Strategi dan Tantangan Dalam Mentransformasi Pembangunan Kelautan
Terbaru

Strategi dan Tantangan Dalam Mentransformasi Pembangunan Kelautan

Cara pandang daratan untuk membangun Indonesia sebagai negara maritim memunculkan disorientasi. Pentingnya menciptakan kualitas sumber daya manusia maritim yang unggul, inovasi teknologi kemaritiman, dan budaya maritim yang kuat sebagai basis peradaban bahari.

Ady Thea DA
Bacaan 3 Menit
Menteri Perencanaan Pembangunan Nasional/Kepala Bapennas, Suharso Monoarfa dalam seminar bertema Penguatan Tata Kelola Kelautan Berkelanjutan dan Berkeadilan Dalam Rencana Pembangunan Nasional, Selasa (8/8/2023). Foto: Tangkapan layar youtube
Menteri Perencanaan Pembangunan Nasional/Kepala Bapennas, Suharso Monoarfa dalam seminar bertema Penguatan Tata Kelola Kelautan Berkelanjutan dan Berkeadilan Dalam Rencana Pembangunan Nasional, Selasa (8/8/2023). Foto: Tangkapan layar youtube

Presiden Joko Widodo telah meluncurkan Rancangan Akhir Rencana Pembangunan Jangka Panjang Nasional (RPJPN) 2025-2045 yang disusun Kementerian PPN/Bappenas untuk mewujudkan Visi Indonesia Emas 2045. Salah satu tema dalam visi Indonesia 2045 yakni mewujudkan Indonesia sebagai poros maritim dunia.

Menteri Perencanaan Pembangunan Nasional (PPN)/Kepala Badan Perencanaan Pembangunan Nasional (Bappenas), Suharso Monoarfa, mengatakan laut adalah wilayah Indonesia yang paling luas. Tapi dalam membangun Indonesia sebagai negara maritim sering terjebak pada pendekatan daratan.

“Bung Karno berpesan jangan melihat pulau di Indonesia itu dipisahkan oleh laut,” katanya dalam seminar bertema ‘Penguatan Tata Kelola Kelautan Berkelanjutan dan Berkeadilan Dalam Rencana Pembangunan Nasional’, Selasa (8/8/2023).

Suharso menyebut cara pandang daratan untuk membangun Indonesia sebagai negara maritim memunculkan disorientasi. Dia mencontohkan cara pandang daratan yang digunakan di laut yakni menangkap ikan yang tidak memperhatikan keberlanjutan dan pelestarian lingkungan. Hal itu yang dilakukan negara lain dimana penangkapan ikan hanya boleh dilakukan pada lokasi tertentu. Penangkapan ikan berlebihan berdampak buruk terhadap ekosistem laut.

## Perintah Kerja
Dalam kutipan tentang pembangunan kelautan, wilayah apa yang disebut Suharso Monoarfa sebagai wilayah Indonesia yang paling luas?

[Entri tersimpan]
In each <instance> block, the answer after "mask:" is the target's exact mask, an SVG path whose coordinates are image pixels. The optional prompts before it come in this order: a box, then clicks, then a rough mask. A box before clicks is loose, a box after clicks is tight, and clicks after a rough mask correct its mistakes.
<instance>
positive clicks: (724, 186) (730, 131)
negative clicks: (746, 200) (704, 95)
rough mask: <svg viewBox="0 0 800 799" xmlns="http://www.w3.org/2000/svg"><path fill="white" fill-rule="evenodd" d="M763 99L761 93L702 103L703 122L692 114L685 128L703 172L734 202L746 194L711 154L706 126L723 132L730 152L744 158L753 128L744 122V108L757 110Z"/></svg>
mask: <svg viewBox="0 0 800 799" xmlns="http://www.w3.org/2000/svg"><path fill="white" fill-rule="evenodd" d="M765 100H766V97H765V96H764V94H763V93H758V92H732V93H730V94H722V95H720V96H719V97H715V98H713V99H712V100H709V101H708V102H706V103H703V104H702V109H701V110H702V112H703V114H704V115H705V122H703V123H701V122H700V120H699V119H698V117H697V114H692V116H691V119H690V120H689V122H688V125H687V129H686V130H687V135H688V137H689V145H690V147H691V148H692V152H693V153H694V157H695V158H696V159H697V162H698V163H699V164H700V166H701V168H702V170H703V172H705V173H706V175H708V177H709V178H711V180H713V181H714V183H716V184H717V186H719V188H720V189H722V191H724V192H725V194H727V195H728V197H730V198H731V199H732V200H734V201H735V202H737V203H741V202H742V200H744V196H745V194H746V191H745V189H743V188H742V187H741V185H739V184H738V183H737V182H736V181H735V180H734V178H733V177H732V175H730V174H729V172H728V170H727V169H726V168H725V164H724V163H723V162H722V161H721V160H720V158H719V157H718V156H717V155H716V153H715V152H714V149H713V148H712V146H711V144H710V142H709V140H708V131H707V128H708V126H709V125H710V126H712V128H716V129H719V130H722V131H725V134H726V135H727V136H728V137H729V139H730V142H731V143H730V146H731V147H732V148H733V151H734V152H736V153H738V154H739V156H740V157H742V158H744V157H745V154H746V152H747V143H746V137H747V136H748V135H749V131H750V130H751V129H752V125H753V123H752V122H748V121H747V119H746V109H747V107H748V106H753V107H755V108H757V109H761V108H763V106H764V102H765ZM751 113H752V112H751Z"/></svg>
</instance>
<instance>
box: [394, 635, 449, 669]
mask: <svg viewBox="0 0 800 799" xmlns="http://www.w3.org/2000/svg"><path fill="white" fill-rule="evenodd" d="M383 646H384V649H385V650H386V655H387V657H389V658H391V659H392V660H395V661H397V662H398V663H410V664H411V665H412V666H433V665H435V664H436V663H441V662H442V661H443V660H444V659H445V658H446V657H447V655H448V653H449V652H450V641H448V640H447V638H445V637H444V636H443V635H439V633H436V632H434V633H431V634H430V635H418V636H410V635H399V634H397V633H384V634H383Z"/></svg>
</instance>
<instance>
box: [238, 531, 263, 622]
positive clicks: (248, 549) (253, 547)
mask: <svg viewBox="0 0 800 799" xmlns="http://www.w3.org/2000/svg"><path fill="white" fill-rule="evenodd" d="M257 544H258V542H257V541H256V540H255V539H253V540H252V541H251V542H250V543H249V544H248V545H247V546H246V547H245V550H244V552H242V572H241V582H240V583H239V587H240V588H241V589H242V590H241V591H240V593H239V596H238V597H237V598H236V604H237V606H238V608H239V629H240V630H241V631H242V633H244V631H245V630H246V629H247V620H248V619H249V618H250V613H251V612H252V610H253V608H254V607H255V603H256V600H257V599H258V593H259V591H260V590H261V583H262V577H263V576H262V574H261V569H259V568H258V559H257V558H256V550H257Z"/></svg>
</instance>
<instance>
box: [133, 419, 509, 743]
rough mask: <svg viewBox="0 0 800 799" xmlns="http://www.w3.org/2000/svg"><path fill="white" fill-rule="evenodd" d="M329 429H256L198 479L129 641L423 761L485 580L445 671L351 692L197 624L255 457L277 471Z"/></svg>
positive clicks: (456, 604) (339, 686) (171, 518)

## Hasil Latihan
Laut.